• _Exercise objective_
Give back each entry word for word, but drop the images.

START Dataset content

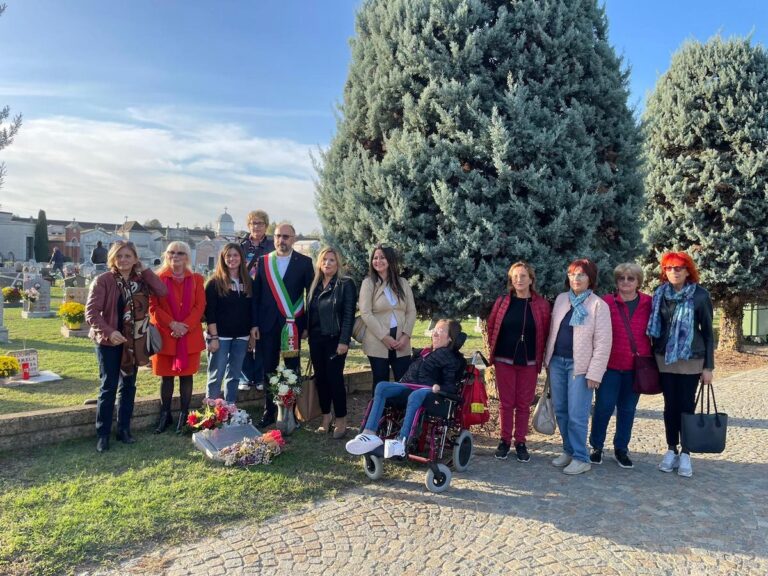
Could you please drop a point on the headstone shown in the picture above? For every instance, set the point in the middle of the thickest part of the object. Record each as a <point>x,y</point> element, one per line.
<point>79,295</point>
<point>211,441</point>
<point>27,362</point>
<point>3,329</point>
<point>40,308</point>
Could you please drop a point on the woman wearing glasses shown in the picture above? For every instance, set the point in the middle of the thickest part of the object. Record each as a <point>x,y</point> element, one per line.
<point>578,349</point>
<point>178,317</point>
<point>116,310</point>
<point>388,310</point>
<point>684,344</point>
<point>629,308</point>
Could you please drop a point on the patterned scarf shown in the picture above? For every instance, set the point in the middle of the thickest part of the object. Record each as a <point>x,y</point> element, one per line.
<point>680,335</point>
<point>579,311</point>
<point>179,313</point>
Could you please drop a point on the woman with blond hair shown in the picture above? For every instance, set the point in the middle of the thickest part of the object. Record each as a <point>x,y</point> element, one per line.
<point>331,314</point>
<point>116,310</point>
<point>229,316</point>
<point>178,317</point>
<point>517,332</point>
<point>684,345</point>
<point>630,311</point>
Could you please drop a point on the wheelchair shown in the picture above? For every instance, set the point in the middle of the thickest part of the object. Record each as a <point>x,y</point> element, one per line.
<point>437,438</point>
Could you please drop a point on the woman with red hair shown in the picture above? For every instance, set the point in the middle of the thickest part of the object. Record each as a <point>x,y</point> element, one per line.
<point>684,344</point>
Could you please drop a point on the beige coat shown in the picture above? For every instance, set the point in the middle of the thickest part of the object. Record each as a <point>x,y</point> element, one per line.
<point>375,310</point>
<point>591,341</point>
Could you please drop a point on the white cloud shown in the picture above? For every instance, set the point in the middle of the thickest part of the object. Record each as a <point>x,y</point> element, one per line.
<point>104,171</point>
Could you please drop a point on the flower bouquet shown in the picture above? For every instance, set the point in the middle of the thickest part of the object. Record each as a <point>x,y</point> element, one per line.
<point>73,314</point>
<point>211,415</point>
<point>285,386</point>
<point>252,451</point>
<point>9,366</point>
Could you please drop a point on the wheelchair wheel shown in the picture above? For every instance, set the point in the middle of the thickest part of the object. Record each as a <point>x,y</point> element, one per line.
<point>462,451</point>
<point>438,482</point>
<point>373,466</point>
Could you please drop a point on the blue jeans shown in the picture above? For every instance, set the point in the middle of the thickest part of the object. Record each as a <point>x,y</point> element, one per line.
<point>572,400</point>
<point>615,392</point>
<point>253,367</point>
<point>225,364</point>
<point>386,390</point>
<point>113,386</point>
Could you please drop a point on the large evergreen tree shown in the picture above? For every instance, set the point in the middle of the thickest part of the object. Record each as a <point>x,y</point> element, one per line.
<point>707,182</point>
<point>41,237</point>
<point>474,133</point>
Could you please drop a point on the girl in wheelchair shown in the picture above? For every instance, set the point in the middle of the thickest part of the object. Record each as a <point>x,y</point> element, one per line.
<point>435,369</point>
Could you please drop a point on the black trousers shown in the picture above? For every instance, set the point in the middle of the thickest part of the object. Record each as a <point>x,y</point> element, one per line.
<point>679,392</point>
<point>380,366</point>
<point>269,344</point>
<point>329,374</point>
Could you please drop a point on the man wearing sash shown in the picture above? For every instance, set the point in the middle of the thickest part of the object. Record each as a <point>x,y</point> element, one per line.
<point>254,246</point>
<point>282,281</point>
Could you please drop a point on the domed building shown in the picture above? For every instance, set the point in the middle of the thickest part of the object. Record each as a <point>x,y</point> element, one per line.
<point>225,225</point>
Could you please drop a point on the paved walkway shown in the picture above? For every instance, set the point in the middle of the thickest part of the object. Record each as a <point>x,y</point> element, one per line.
<point>503,517</point>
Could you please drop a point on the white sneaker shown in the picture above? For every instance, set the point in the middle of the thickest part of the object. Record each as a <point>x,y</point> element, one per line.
<point>685,467</point>
<point>363,443</point>
<point>562,461</point>
<point>669,462</point>
<point>394,448</point>
<point>577,467</point>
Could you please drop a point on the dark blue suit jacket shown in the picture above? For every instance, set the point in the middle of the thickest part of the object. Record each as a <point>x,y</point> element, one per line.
<point>298,278</point>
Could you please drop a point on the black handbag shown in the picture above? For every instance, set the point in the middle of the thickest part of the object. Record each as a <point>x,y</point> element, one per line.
<point>704,432</point>
<point>646,376</point>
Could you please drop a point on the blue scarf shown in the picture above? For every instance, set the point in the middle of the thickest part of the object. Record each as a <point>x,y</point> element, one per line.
<point>579,311</point>
<point>680,335</point>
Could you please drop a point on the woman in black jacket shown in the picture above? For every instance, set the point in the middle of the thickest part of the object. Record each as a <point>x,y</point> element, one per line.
<point>436,369</point>
<point>331,314</point>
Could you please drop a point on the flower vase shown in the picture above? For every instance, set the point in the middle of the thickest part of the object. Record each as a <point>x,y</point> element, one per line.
<point>286,420</point>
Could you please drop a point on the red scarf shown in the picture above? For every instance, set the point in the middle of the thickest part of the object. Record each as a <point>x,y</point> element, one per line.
<point>179,313</point>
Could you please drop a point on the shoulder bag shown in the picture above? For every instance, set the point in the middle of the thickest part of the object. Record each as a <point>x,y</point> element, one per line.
<point>544,415</point>
<point>704,432</point>
<point>646,377</point>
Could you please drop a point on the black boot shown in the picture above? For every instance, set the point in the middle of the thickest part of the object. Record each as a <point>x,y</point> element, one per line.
<point>182,421</point>
<point>165,421</point>
<point>125,437</point>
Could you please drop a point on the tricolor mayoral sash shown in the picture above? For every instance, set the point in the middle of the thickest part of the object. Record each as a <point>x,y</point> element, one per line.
<point>289,338</point>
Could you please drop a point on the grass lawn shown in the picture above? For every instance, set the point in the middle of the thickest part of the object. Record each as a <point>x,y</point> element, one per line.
<point>64,506</point>
<point>75,361</point>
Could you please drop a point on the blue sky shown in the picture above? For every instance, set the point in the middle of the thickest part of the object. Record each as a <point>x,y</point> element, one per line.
<point>175,109</point>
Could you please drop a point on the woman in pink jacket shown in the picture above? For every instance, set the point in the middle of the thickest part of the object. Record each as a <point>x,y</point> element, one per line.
<point>578,348</point>
<point>517,331</point>
<point>628,308</point>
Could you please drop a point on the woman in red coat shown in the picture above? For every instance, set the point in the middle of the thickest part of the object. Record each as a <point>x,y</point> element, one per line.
<point>517,333</point>
<point>178,317</point>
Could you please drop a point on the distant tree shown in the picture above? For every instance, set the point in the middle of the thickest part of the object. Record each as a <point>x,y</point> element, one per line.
<point>8,132</point>
<point>474,133</point>
<point>41,238</point>
<point>707,142</point>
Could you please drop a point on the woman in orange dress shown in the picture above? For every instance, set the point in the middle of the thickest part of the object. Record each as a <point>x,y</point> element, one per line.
<point>178,316</point>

END Dataset content

• _Response box_
Could you please drop a point on the headstone shown in the picture above? For every instance, set the point in the middle of the thickest part of the object. Record each as a <point>x,y</point> element, one per line.
<point>79,295</point>
<point>211,441</point>
<point>27,362</point>
<point>3,329</point>
<point>40,308</point>
Could you please drop a point on the woman wearing glasses shown in the picture above? For every instance, set the point in the middle of the thickest part of the object. Record each as a <point>x,y</point> element, one per line.
<point>578,349</point>
<point>178,317</point>
<point>116,310</point>
<point>388,310</point>
<point>684,344</point>
<point>629,308</point>
Could you please drop a point on the patterned scarf shown in the picture above? For every instance, set the point in the middle of the thickest part of the object. Record each as a <point>x,y</point> element, one per line.
<point>680,335</point>
<point>579,311</point>
<point>179,313</point>
Could you please drop a point on the woman with blond hair shown in the picture above? For every instance, set the point in the middle of the thickest part of the object. Record each as a <point>x,y</point> element, one per line.
<point>331,314</point>
<point>116,310</point>
<point>229,316</point>
<point>178,317</point>
<point>517,332</point>
<point>684,345</point>
<point>630,311</point>
Could you please drop a point on the wheelchair shown in the picture above? For every instance, set the point in the middle of the thickest part of the object. Record each as a <point>x,y</point> element, one per line.
<point>437,438</point>
Could you please drop a point on the woman with red hair shown in the picture above? For every instance, set the point in the middle of the thickest part of the object. Record each as a <point>x,y</point> element, one per line.
<point>684,344</point>
Could you please drop a point on the beige coat shown in the picture above? For every instance, set the point in the middle of the thickest part of the object. Record each as a <point>x,y</point> element, one per line.
<point>375,310</point>
<point>591,341</point>
Could you please drop a point on the white cloud shown in the picture above? For every instance, set the point in the middle of the thickest part of the object. Record each as a <point>x,y</point> element, one per line.
<point>104,171</point>
Could you please drop a point on the flower bouquet shown in the picture above? For every instance, set the point in the middle of the thickest part of the object. Record each as a <point>x,y</point> element, one per line.
<point>73,314</point>
<point>211,415</point>
<point>285,386</point>
<point>252,451</point>
<point>9,366</point>
Could you please drop a point on the wheelchair wheel shown in the picture above? For every instance, set the point in the middle of the thickest part of the object. Record each as a <point>x,y</point> element, one per line.
<point>462,451</point>
<point>438,482</point>
<point>373,466</point>
Could you please drop a point on the blue jeans shown in the picture above? For every instance, set the point in the middle of the thickest part of the object. Record each as a <point>x,y</point> element, one per line.
<point>572,400</point>
<point>615,392</point>
<point>253,367</point>
<point>225,364</point>
<point>386,390</point>
<point>113,386</point>
Could you please drop a point on the large evergreen tree shown in the picture above? For every instance, set the point in the middle of the thickest part of the object. Record each as a <point>x,y</point> element, one per line.
<point>707,182</point>
<point>41,237</point>
<point>474,133</point>
Could you please drop a point on the girl in wheelchair shown in the picture above? For every instance, set the point in the middle of the thickest part of the object. Record each as a <point>x,y</point> element, one per line.
<point>435,369</point>
Could you please drop a point on the black trousers shown in the picture above? For every instance, set the point in the middle of the thickest part of the object. Record each as a <point>x,y</point> element, one per line.
<point>679,392</point>
<point>380,366</point>
<point>269,344</point>
<point>329,374</point>
Could you please drop a point on the man wearing sash shown in the picture above? For every instance, set the point in the middle of the thickest part of the object. Record each as a <point>x,y</point> element, one per line.
<point>254,246</point>
<point>282,281</point>
Could you please drop a point on the domed building shown in the picture above? For every instance, set the point in the middle of the thickest part of the object. Record each as a <point>x,y</point> element, one per line.
<point>225,225</point>
Could you please drop a point on the paved walkway shown in the picture above? For every instance, set the point in the middle of the thickest part of the object. Record each as a <point>x,y</point> element, one per line.
<point>503,517</point>
Could you please drop a point on the white sneaker shown in the picture above? For every instance, set the point in the middle of the thickest part of the object. Record each as a <point>x,y</point> element, one per line.
<point>685,467</point>
<point>363,443</point>
<point>562,461</point>
<point>669,462</point>
<point>394,448</point>
<point>577,467</point>
Could you please drop a point on the dark blue suit jacket shown in the picture above? For every instance, set the point in the middle of the thickest part of the object. Record each as a <point>x,y</point> element, one per line.
<point>298,278</point>
Could you please drop a point on the black handbag shown in the picture above? For every instance, set the point in the middle of the thickest part of the object. Record each as a <point>x,y</point> element, one per line.
<point>704,432</point>
<point>646,376</point>
Could you please drop a point on the blue scarf shown in the picture above? For every instance, set the point in the middle of the thickest part of the object. Record each as a <point>x,y</point> element, one per line.
<point>579,311</point>
<point>680,335</point>
Could you please drop a point on the woman in black jacket shown in the picture above? For every instance, set the point in the middle of the thickest part of the object. Record each as a <point>x,y</point> element, one per line.
<point>436,369</point>
<point>331,314</point>
Could you please drop a point on the flower vase shown in the picture above? For every instance, set the point in the middle of the thickest part of the object. Record each as a <point>x,y</point> element, one per line.
<point>286,420</point>
Could you please drop a point on the red scarf shown in the picture above? For every instance, set the point in the middle of the thickest part of the object. Record each as a <point>x,y</point> element, one per line.
<point>179,313</point>
Could you please drop a point on the shoulder bag shown in the picture above? For every instance, set the point in the middle of the thickest part of the object. Record each as a <point>x,y</point> element, one per line.
<point>544,415</point>
<point>704,432</point>
<point>646,377</point>
Could you please drop a point on the black boot shown in the picture above? For every instance, set the point in the middle of the thickest part of the object. Record each as a <point>x,y</point> element, one per line.
<point>182,421</point>
<point>165,421</point>
<point>125,437</point>
Could you please drop a point on the tricolor mayoral sash shown in the picture above? For every instance, set the point in the middle of the thickest part of the object. Record each as a <point>x,y</point> element, one per line.
<point>289,338</point>
Could you please drop a point on the grass lawn shown in the picture above? For every instance, set the point in the middle of the thickest part of the object. Record each as a <point>x,y</point> element, one per line.
<point>64,506</point>
<point>75,361</point>
Could you please drop a point on the blue sky shown in the picture above? For every instance, set the point in the middle of the thickest part of the object. Record each as a <point>x,y</point> element, one per line.
<point>175,109</point>
Could you please drop a point on the woman in pink jacket shown in the picture above? For every instance, set the point in the middle of the thickest part of the object. Record each as a <point>x,y</point> element, one per line.
<point>578,348</point>
<point>517,331</point>
<point>628,308</point>
Could you please drop a point on the woman in red coat shown in the picture above? For every instance, set the point in the middle of the thickest part of the object. Record each as a <point>x,y</point> element, one per line.
<point>517,333</point>
<point>178,317</point>
Could you please drop a point on the distant tree shown in the picture above? For every instance, set the point in the middle of the thickest part of the object. Record each as a <point>x,y</point> element, one per line.
<point>8,132</point>
<point>474,133</point>
<point>41,238</point>
<point>707,142</point>
Could you please drop a point on the woman in orange dress shown in the picture above? For every instance, set the point in the middle of the thickest part of the object. Record each as a <point>x,y</point> element, one per line.
<point>178,316</point>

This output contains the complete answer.